Honour over Ego

I have been thinking and reading a lot lately about communication. Great communication forms the foundation of deep and meaningful relationships. It’s the language we use that determines how deep our relationships go. We decide how much of ourselves we allow other people to see. This is a particularly meaningful topic for me as my son, Ollie, has Down Syndrome and struggles to communicate verbally. So I can see first-hand how impactful meaningful communication can strengthen a relationship and how ineffective communication builds high levels of frustration and in some cases anxiety.

Good communication is honouring; it requires us to put our relationship before our ego. What that means is: if I prioritize our relationship over my ego then the way I talk with and to you and the language I use show my value for you and for our relationship. The words I use will often work towards building you and our relationship up. In conflict situations I don’t use language that is blaming or hurtful, but rather I bring the conflict into the light and use respectful and loving language with the goal of resolving the conflict while protecting our relationship.

----

The exercise:
Answer these questions about the text on communication:
1. What does great communication form the foundation of?
2. What is the name of the writer's son?
3. What does good communication require us to put before our ego?

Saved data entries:
----

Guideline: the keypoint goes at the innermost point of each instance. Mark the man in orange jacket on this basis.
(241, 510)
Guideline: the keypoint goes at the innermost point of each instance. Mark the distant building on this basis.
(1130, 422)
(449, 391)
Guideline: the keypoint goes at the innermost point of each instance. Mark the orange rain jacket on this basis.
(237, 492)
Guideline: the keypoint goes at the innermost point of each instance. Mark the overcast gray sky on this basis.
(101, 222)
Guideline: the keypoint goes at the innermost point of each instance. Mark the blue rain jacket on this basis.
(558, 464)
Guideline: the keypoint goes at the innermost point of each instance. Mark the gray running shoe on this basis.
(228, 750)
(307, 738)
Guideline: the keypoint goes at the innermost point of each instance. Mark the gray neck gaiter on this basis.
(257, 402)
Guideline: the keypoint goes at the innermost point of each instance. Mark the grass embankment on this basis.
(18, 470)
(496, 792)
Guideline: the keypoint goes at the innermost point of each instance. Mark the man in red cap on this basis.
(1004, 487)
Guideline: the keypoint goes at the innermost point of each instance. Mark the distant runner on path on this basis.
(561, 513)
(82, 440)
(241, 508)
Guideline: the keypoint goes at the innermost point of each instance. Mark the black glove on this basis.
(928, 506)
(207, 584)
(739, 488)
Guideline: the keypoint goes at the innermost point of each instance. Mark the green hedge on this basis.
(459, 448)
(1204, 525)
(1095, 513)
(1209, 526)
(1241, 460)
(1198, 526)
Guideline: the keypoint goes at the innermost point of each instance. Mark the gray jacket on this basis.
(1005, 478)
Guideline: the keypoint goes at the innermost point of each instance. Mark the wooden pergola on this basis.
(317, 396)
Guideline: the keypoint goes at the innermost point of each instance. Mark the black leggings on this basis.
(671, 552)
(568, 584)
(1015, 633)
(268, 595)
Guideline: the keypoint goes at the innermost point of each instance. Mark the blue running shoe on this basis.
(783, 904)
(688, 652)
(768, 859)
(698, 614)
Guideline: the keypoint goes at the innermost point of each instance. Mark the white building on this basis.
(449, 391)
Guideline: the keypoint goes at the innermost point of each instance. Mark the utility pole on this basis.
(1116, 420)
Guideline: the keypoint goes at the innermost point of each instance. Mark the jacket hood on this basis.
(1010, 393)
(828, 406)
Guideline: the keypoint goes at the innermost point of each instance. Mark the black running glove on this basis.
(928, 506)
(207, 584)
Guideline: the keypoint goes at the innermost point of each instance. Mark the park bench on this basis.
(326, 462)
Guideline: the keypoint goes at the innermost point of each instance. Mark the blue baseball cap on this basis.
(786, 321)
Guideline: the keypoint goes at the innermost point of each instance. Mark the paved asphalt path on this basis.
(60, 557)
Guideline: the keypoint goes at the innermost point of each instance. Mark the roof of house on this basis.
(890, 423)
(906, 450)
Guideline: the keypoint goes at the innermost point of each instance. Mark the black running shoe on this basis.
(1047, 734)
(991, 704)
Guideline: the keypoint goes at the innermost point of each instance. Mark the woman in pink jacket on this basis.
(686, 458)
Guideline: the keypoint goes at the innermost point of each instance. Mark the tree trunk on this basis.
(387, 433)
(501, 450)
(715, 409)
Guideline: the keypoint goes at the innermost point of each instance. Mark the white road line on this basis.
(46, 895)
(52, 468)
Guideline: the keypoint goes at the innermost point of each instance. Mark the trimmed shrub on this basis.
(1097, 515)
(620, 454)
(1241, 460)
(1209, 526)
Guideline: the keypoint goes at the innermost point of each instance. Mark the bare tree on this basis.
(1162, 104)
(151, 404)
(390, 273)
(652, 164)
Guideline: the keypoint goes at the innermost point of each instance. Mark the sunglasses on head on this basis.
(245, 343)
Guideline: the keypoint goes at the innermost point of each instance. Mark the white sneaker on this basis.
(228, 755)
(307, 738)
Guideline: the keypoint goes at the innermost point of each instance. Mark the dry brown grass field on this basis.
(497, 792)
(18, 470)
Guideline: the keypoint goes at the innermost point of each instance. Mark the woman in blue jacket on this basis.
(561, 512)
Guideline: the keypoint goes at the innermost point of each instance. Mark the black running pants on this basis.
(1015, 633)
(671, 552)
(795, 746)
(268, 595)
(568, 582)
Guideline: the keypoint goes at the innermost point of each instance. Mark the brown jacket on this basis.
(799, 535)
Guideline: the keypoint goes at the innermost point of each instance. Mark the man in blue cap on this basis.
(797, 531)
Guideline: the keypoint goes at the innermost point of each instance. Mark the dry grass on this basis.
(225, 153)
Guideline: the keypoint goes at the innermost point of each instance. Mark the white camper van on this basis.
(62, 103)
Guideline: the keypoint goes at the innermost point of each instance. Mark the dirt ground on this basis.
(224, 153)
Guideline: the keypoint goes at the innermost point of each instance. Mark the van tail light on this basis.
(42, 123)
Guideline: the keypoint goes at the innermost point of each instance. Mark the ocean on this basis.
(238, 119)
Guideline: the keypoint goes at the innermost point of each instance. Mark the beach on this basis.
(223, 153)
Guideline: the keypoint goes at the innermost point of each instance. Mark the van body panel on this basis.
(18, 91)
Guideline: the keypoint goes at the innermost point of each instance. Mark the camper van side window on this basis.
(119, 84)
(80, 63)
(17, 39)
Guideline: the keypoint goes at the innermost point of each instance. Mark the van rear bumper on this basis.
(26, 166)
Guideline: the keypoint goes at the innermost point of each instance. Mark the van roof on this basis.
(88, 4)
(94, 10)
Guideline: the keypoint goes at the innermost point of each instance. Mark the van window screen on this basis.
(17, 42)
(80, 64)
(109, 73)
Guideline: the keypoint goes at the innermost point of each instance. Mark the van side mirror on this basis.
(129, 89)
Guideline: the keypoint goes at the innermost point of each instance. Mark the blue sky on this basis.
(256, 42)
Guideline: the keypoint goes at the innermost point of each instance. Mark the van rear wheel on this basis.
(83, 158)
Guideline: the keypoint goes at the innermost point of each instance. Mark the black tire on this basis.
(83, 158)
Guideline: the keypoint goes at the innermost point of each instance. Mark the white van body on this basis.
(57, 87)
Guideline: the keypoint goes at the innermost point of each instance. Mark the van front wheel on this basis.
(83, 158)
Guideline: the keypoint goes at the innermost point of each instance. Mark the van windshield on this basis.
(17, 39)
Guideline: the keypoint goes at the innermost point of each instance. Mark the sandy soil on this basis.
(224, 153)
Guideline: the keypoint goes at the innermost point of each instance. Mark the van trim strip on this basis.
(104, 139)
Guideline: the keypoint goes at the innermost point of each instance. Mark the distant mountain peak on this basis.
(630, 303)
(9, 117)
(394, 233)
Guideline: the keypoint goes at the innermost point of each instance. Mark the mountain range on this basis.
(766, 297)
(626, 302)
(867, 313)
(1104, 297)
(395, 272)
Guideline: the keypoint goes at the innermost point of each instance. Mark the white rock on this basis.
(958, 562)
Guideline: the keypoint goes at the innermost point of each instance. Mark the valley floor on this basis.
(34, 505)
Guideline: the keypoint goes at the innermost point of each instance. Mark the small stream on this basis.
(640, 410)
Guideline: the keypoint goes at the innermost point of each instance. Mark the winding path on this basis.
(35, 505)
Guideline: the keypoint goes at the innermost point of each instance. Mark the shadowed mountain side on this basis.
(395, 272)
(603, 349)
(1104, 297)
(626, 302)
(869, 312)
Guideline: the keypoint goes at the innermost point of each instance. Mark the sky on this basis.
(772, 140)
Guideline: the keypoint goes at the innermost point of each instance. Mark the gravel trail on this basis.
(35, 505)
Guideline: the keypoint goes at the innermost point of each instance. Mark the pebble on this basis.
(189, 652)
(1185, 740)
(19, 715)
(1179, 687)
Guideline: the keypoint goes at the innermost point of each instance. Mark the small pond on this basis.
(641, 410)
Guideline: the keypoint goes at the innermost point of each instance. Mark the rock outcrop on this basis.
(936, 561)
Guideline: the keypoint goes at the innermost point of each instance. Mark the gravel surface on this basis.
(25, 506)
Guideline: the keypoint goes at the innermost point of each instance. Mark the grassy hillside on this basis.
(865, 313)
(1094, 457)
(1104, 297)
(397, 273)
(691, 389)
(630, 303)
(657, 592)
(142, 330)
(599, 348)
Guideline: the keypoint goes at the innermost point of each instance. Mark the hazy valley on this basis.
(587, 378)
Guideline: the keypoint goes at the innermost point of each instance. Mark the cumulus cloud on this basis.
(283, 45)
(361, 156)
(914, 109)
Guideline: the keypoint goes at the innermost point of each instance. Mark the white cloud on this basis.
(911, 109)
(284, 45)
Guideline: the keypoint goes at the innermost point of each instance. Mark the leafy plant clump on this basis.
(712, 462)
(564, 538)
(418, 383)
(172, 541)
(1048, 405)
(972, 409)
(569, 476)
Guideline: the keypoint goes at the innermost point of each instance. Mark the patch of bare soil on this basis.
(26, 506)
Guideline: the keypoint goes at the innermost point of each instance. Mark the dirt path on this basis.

----

Final result:
1. Deep and meaningful relationships.
2. Ollie.
3. Our relationship.